(위치 주석 데이터셋 발췌)

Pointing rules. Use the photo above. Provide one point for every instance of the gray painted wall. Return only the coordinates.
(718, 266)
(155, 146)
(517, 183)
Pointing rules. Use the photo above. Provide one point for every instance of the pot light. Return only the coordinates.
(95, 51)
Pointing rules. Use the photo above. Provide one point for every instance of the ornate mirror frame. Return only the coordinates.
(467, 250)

--

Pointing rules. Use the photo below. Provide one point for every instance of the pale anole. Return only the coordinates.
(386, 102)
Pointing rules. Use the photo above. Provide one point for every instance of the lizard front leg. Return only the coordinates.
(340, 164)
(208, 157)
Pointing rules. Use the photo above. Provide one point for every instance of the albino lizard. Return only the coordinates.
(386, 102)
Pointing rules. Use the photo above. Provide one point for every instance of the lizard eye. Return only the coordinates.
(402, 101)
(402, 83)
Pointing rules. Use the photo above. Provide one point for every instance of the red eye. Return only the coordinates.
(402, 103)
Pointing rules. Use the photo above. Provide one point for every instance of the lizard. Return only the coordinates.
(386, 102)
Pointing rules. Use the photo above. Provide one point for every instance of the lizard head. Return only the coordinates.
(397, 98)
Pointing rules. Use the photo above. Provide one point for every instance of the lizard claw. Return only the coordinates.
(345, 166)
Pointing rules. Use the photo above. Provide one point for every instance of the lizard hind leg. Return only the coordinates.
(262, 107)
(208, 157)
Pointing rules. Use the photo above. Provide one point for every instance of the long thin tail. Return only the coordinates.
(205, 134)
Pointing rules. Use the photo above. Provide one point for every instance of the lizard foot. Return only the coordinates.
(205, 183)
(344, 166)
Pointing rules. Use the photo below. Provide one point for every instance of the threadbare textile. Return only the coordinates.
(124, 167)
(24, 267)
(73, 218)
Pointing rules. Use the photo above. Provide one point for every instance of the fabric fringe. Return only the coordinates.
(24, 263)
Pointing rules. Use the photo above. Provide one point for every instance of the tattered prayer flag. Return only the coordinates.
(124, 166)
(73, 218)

과제 목표 – 위 항목 가운데 "below"라는 단어가 들어 있는 줄을 빠짐없이 모아 옮겨 적으세요.

과제 결과 –
Pointing rules. Use the photo below. Provide one point for every instance of the pale anole. Return only the coordinates.
Pointing rules. Use the photo below. Provide one point for every instance of the threadbare textile. Return only the coordinates.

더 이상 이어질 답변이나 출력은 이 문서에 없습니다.